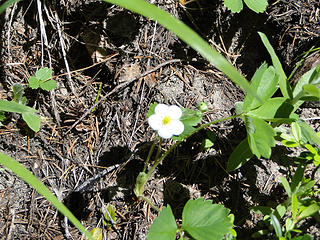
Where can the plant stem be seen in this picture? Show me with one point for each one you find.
(149, 155)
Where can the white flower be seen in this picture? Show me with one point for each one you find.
(166, 121)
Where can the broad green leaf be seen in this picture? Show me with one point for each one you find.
(258, 6)
(274, 108)
(297, 178)
(286, 185)
(18, 91)
(264, 84)
(48, 85)
(7, 4)
(2, 116)
(240, 155)
(8, 106)
(294, 206)
(96, 233)
(308, 133)
(32, 120)
(284, 84)
(262, 139)
(312, 90)
(276, 225)
(33, 82)
(296, 131)
(310, 210)
(262, 210)
(189, 36)
(305, 188)
(304, 237)
(234, 5)
(164, 226)
(29, 178)
(203, 220)
(44, 74)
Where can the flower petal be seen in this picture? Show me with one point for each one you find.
(161, 109)
(164, 133)
(155, 121)
(174, 112)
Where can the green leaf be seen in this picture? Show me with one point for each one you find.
(189, 36)
(294, 206)
(262, 139)
(312, 90)
(264, 84)
(240, 155)
(234, 5)
(34, 82)
(310, 210)
(308, 133)
(7, 4)
(284, 84)
(8, 106)
(304, 237)
(275, 223)
(204, 220)
(164, 226)
(262, 210)
(286, 185)
(280, 210)
(48, 85)
(109, 216)
(29, 178)
(273, 109)
(2, 116)
(32, 120)
(296, 131)
(18, 91)
(44, 74)
(297, 178)
(258, 6)
(96, 233)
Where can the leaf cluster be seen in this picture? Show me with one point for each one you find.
(201, 220)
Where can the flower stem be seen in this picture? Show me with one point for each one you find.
(149, 155)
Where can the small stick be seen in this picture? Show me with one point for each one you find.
(120, 87)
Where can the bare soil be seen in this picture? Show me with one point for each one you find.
(89, 157)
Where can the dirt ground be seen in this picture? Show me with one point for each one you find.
(89, 157)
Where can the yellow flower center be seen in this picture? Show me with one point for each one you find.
(166, 120)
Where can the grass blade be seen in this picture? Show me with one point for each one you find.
(28, 177)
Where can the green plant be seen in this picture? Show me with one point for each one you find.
(201, 220)
(28, 177)
(299, 205)
(43, 80)
(237, 5)
(260, 111)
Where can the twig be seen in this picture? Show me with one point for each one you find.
(142, 90)
(120, 87)
(64, 54)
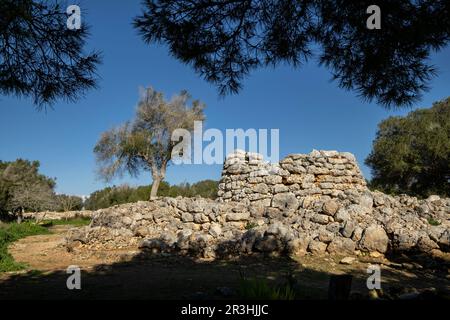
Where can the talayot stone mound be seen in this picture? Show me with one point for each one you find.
(316, 203)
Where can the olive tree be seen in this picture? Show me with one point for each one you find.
(146, 142)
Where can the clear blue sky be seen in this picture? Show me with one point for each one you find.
(310, 111)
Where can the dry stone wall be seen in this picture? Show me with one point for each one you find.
(308, 204)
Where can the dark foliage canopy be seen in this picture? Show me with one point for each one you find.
(412, 154)
(224, 40)
(40, 56)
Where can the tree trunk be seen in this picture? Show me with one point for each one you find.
(20, 215)
(155, 186)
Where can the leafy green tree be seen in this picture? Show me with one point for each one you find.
(23, 188)
(412, 154)
(40, 56)
(146, 143)
(68, 203)
(225, 40)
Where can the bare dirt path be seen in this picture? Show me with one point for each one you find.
(131, 274)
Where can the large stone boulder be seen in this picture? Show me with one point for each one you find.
(374, 239)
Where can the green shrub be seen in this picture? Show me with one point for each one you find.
(13, 232)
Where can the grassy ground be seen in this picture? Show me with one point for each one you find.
(78, 222)
(12, 232)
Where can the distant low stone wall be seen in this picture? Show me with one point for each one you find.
(316, 203)
(59, 215)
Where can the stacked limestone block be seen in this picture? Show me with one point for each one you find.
(307, 204)
(247, 177)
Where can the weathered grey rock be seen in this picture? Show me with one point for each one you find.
(348, 229)
(215, 230)
(320, 219)
(187, 217)
(285, 201)
(375, 239)
(330, 207)
(341, 246)
(317, 247)
(348, 260)
(342, 215)
(238, 216)
(277, 208)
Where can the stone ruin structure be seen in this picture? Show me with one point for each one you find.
(307, 204)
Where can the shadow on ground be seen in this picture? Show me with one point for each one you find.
(174, 276)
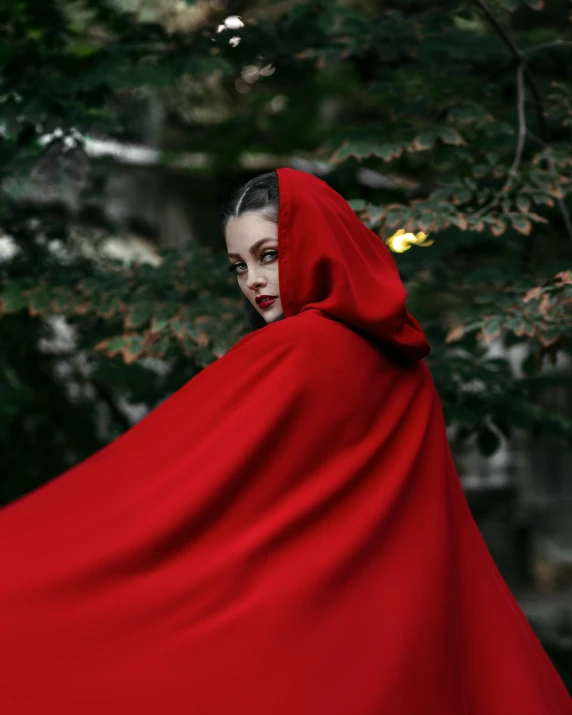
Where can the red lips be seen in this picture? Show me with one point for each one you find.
(265, 301)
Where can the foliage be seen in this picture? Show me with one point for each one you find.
(449, 119)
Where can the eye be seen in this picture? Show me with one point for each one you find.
(234, 268)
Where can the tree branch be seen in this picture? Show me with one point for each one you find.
(546, 45)
(519, 57)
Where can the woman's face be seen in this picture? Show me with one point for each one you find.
(252, 245)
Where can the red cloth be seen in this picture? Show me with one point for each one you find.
(286, 535)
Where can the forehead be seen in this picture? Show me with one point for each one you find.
(245, 230)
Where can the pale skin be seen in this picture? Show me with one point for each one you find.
(252, 246)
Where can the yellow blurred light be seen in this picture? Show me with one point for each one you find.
(402, 241)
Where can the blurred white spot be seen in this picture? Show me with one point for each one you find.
(242, 87)
(278, 104)
(8, 248)
(250, 74)
(233, 22)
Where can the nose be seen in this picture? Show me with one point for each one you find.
(254, 280)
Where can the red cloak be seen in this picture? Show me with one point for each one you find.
(286, 535)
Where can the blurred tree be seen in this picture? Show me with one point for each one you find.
(447, 126)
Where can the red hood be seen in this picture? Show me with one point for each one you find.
(331, 261)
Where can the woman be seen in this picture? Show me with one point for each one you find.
(286, 534)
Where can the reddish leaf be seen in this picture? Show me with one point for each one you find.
(532, 294)
(565, 277)
(498, 228)
(521, 224)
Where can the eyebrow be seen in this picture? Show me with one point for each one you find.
(253, 247)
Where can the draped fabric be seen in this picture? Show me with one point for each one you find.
(285, 535)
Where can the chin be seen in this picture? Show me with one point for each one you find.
(272, 314)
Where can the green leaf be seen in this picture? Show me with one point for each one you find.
(140, 314)
(12, 299)
(488, 441)
(451, 136)
(423, 141)
(357, 204)
(40, 301)
(492, 327)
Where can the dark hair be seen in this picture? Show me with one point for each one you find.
(260, 195)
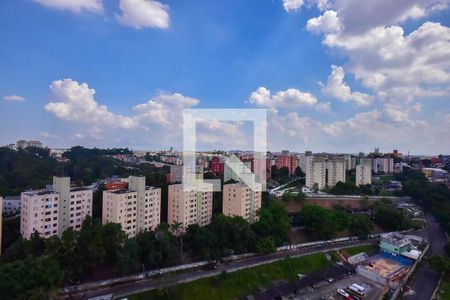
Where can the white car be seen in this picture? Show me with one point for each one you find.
(343, 293)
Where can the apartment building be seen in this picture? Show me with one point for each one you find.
(241, 200)
(176, 172)
(315, 172)
(190, 204)
(364, 172)
(335, 171)
(136, 208)
(51, 211)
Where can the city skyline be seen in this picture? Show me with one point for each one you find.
(333, 75)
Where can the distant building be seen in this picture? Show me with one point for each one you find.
(190, 204)
(383, 165)
(52, 211)
(240, 200)
(1, 223)
(350, 162)
(364, 172)
(335, 171)
(315, 172)
(21, 144)
(136, 208)
(11, 205)
(36, 144)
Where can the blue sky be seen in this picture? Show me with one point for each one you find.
(227, 54)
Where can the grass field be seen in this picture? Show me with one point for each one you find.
(240, 283)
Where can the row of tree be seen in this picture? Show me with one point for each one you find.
(95, 249)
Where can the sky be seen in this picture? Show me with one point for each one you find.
(332, 75)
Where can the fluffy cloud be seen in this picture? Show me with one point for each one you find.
(336, 87)
(328, 22)
(288, 98)
(76, 6)
(292, 5)
(14, 98)
(144, 13)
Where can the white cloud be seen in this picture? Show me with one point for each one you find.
(336, 87)
(396, 66)
(14, 98)
(75, 6)
(292, 5)
(48, 135)
(328, 22)
(288, 98)
(144, 13)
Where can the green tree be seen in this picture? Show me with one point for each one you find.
(440, 264)
(32, 278)
(265, 245)
(113, 239)
(390, 218)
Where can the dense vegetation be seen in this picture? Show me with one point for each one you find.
(433, 197)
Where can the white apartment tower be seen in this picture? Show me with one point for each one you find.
(190, 204)
(52, 211)
(241, 200)
(315, 172)
(135, 209)
(335, 171)
(364, 172)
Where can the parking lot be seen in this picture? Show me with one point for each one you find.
(329, 291)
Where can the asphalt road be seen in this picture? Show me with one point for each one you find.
(427, 279)
(125, 289)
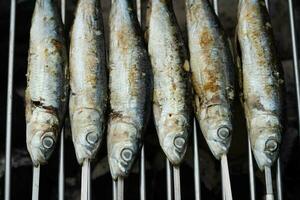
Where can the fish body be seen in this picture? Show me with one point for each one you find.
(172, 91)
(47, 81)
(88, 80)
(212, 69)
(130, 88)
(261, 81)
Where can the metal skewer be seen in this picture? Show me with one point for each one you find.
(142, 157)
(295, 55)
(142, 176)
(226, 185)
(177, 188)
(9, 98)
(120, 190)
(36, 183)
(278, 180)
(86, 181)
(269, 186)
(61, 173)
(196, 165)
(251, 171)
(115, 190)
(169, 180)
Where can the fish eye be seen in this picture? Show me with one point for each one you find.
(179, 142)
(271, 145)
(92, 138)
(223, 132)
(126, 154)
(48, 142)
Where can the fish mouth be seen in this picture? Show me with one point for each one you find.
(174, 147)
(41, 147)
(86, 145)
(219, 141)
(218, 148)
(87, 132)
(121, 163)
(266, 152)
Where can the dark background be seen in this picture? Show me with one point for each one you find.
(155, 161)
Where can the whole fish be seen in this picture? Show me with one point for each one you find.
(88, 79)
(172, 89)
(130, 88)
(261, 81)
(212, 69)
(47, 81)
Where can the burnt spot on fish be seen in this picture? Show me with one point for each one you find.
(115, 115)
(255, 102)
(211, 85)
(205, 38)
(48, 108)
(57, 44)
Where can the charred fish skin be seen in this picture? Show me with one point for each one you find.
(88, 80)
(47, 81)
(262, 84)
(130, 88)
(172, 90)
(212, 69)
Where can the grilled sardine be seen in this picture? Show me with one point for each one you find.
(47, 82)
(261, 81)
(212, 69)
(172, 94)
(88, 79)
(130, 88)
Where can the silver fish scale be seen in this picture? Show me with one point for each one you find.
(47, 86)
(262, 85)
(88, 79)
(130, 88)
(212, 74)
(46, 63)
(172, 95)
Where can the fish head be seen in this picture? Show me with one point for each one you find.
(123, 145)
(266, 147)
(265, 136)
(41, 135)
(216, 126)
(218, 139)
(87, 131)
(174, 132)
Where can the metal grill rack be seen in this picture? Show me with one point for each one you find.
(173, 174)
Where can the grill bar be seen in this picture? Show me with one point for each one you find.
(278, 180)
(169, 180)
(142, 175)
(197, 179)
(10, 99)
(61, 172)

* Set task: Reproduce only those lines of the entries above that run from the line with "Where can the dark background" to the final line.

* Task response:
Where can the dark background be seen in this picture? Show me with one point for each one you find.
(155, 161)
Where can the whole fish be seen in this picture? Show me with one point for each one you find.
(88, 79)
(172, 89)
(130, 88)
(261, 81)
(212, 69)
(47, 81)
Where can the burnt spot on fish be seen in this picture? Show me with one point for each one you find.
(115, 115)
(255, 102)
(211, 85)
(205, 38)
(48, 108)
(57, 44)
Where can the charred fish skin be seen in this picture? Show me with one point for each one you find.
(88, 80)
(47, 81)
(262, 84)
(130, 88)
(172, 90)
(212, 69)
Where can the grilled sardine be seen in this picture? Show me with one point for each one you find.
(47, 82)
(261, 81)
(212, 69)
(172, 94)
(88, 79)
(130, 88)
Where can the silver fish scale be seen in this picture? Show me with one point for each one you find.
(47, 86)
(262, 85)
(88, 79)
(130, 88)
(212, 74)
(46, 63)
(172, 95)
Where can the fish head be seen in this picture? Show me with one point for each one you find.
(123, 145)
(266, 147)
(265, 136)
(41, 135)
(216, 126)
(218, 139)
(87, 131)
(174, 132)
Where can the metal grill rack be seen in this picture? Show me with one point for each one you find.
(173, 174)
Where can the grill bar be seen in this picture? Show me with one point for each one you find.
(278, 180)
(169, 180)
(142, 175)
(197, 179)
(10, 99)
(61, 172)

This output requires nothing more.